> [Tâche 1]
Répondez aux questions suivantes à partir du texte sur la prospérité du Québec.
(a) Selon le produit intérieur brut par habitant de 2012, à quel rang se classe le Québec parmi les 13 juridictions territoriales du Canada, et avec quel montant ?
(b) Quel rang le Québec obtient-il lorsque les États américains sont inclus dans le classement ?
(c) Quelle proportion des Québécois et des Canadiens ne paie pas d'impôt à cause de sa situation sociale ?
> [Tâche 2]
Reproduisez fidèlement un passage du texte sur la prospérité du Québec : commencez aux mots « J'aimerais maintenant vous » et arrêtez-vous après « riches ou non. ».

> [Section du document]

####

J'aimerais maintenant vous parler d'un sujet qui tient à coeur à toutes les personnes dans cette salle, celui de la prospérité du Québec, du bien-être de nos concitoyens et des générations futures. Ce sujet ne cesse de nous hanter parce que nous sommes tous cruellement conscients du fait que nous ne créons pas assez de richesse au Québec. J'aimerais porter à votre attention deux exemples de situations face auxquelles nous ne pouvons rester indifférents.

Un examen des statistiques du produit intérieur brut par habitant de l'année 2012 démontre que sur les 13 juridictions territoriales du Canada, le Québec se classe au dixième rang, avec 44 428$. En incluant les États américains, nous nous classons au 37e rang sur 64. Ce classement inclut tous les citoyens, qu'ils soient riches ou non.

Et si environ 42% des Québécois et des Canadiens ne paient pas d'impôt à cause de leur situation sociale, il en est de même aux États-Unis. Il s'agit donc bel et bien d'un indicateur valable pour la comparaison de la richesse collective.

####

Entrées du jeu de données
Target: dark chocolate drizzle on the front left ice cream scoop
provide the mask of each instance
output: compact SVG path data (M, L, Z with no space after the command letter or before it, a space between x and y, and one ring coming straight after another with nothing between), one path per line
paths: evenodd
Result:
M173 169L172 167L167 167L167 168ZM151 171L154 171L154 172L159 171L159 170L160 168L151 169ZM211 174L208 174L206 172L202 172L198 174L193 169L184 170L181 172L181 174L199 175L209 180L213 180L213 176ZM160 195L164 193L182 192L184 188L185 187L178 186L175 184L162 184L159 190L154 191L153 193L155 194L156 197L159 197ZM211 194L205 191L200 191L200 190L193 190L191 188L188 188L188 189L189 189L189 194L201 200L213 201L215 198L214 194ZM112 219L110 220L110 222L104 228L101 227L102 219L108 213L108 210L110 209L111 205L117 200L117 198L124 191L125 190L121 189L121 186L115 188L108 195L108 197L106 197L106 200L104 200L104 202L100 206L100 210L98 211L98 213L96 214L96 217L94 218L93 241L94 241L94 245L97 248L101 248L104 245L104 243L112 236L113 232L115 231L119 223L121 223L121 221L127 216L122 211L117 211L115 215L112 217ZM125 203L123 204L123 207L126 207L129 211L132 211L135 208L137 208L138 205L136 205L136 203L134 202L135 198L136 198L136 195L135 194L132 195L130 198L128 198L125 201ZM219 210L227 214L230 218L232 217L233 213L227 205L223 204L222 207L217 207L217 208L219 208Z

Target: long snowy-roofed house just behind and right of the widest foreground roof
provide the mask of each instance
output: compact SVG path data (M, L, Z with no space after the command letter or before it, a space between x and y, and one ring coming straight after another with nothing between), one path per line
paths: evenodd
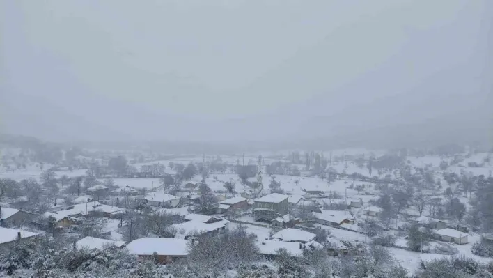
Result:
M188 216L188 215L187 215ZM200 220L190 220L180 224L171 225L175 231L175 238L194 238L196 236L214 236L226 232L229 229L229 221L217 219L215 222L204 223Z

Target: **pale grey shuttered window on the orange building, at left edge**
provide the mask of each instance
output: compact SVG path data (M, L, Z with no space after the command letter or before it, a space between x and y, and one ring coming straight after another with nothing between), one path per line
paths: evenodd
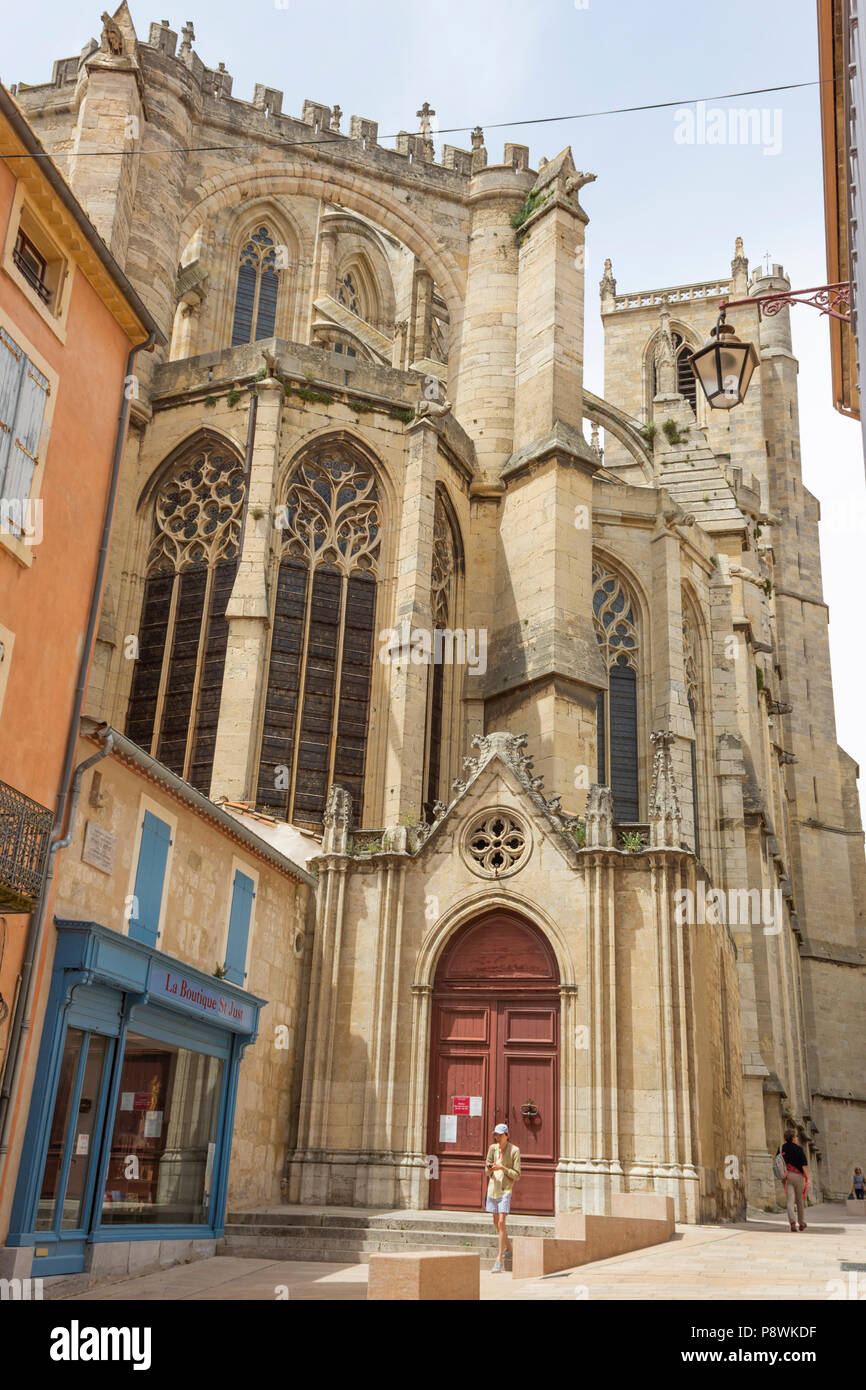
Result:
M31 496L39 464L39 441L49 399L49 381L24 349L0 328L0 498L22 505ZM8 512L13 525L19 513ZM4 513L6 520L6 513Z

####

> [Réponse 1]
(a) Au dixième rang, avec 44 428$.
(b) Au 37e rang sur 64.
(c) Environ 42%.

> [Réponse 2]
J'aimerais maintenant vous parler d'un sujet qui tient à coeur à toutes les personnes dans cette salle, celui de la prospérité du Québec, du bien-être de nos concitoyens et des générations futures. Ce sujet ne cesse de nous hanter parce que nous sommes tous cruellement conscients du fait que nous ne créons pas assez de richesse au Québec. J'aimerais porter à votre attention deux exemples de situations face auxquelles nous ne pouvons rester indifférents.

Un examen des statistiques du produit intérieur brut par habitant de l'année 2012 démontre que sur les 13 juridictions territoriales du Canada, le Québec se classe au dixième rang, avec 44 428$. En incluant les États américains, nous nous classons au 37e rang sur 64. Ce classement inclut tous les citoyens, qu'ils soient riches ou non.